#### [Problem to work on]
Rescale the listing below from its first line through the line with "xmin=390 ymin=146 xmax=428 ymax=170", writing out every line again with the requests included. Multiply each bounding-box coordinate in the answers by 2.35 and round it to a whole number, with halves rounding up, but leave the numbers in the requests and their format samples unchanged.

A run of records
+---+

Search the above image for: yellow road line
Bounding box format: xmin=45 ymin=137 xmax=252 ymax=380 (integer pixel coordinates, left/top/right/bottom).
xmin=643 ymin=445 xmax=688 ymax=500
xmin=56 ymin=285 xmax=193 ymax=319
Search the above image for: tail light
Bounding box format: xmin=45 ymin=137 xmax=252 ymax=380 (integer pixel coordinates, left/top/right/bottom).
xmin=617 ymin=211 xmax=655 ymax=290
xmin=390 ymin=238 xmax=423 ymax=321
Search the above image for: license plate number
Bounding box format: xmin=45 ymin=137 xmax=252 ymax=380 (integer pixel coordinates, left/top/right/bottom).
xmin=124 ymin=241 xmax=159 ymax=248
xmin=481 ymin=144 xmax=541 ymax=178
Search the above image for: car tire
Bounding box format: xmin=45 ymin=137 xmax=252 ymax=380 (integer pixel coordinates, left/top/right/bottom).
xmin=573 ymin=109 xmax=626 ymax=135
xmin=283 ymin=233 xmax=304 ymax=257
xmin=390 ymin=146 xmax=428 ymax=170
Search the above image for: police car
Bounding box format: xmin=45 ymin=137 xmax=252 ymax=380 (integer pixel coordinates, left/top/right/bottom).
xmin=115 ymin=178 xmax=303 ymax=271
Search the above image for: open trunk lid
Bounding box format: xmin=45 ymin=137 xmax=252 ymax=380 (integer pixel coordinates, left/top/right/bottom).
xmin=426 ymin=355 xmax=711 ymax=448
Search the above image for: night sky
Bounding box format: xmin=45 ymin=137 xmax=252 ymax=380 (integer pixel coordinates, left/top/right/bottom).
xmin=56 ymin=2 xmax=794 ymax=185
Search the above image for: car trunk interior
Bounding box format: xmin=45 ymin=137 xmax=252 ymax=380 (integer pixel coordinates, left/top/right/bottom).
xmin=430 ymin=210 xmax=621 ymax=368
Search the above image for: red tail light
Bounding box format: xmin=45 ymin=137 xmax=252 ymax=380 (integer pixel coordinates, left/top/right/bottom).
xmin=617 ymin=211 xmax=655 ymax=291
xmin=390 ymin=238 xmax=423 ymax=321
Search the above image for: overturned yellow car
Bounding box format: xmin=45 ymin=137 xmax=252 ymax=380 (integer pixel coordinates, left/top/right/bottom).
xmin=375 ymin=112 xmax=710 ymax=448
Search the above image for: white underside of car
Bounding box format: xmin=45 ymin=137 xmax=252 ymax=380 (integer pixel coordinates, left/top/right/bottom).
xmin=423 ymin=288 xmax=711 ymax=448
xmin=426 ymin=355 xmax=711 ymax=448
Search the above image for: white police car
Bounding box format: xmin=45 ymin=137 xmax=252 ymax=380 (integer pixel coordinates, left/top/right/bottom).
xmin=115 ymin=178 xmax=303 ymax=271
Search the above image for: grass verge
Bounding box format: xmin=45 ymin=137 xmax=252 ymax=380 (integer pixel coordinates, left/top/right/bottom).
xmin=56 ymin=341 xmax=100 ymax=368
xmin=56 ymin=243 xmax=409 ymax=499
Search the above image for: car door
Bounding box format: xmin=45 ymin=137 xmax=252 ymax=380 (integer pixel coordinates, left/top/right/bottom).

+---+

#### [Full response]
Search the above image for: yellow road line
Bounding box format: xmin=45 ymin=137 xmax=252 ymax=380 (integer pixel coordinates, left/top/right/bottom).
xmin=1511 ymin=1046 xmax=1617 ymax=1175
xmin=132 ymin=670 xmax=454 ymax=750
Search the above image for: tail light
Bounding box format: xmin=45 ymin=137 xmax=252 ymax=380 (integer pixel coordinates, left/top/right/bottom).
xmin=1450 ymin=496 xmax=1539 ymax=682
xmin=917 ymin=559 xmax=994 ymax=754
Search the above image for: license plate number
Bounding box format: xmin=45 ymin=137 xmax=252 ymax=380 (integer pixel coordinates, left/top/right/bottom).
xmin=291 ymin=566 xmax=374 ymax=583
xmin=1130 ymin=338 xmax=1271 ymax=418
Search the above image for: car tire
Bounding box format: xmin=45 ymin=137 xmax=252 ymax=380 (integer pixel coordinates, left/top/right/bottom).
xmin=1347 ymin=256 xmax=1471 ymax=317
xmin=665 ymin=548 xmax=714 ymax=604
xmin=917 ymin=343 xmax=1006 ymax=400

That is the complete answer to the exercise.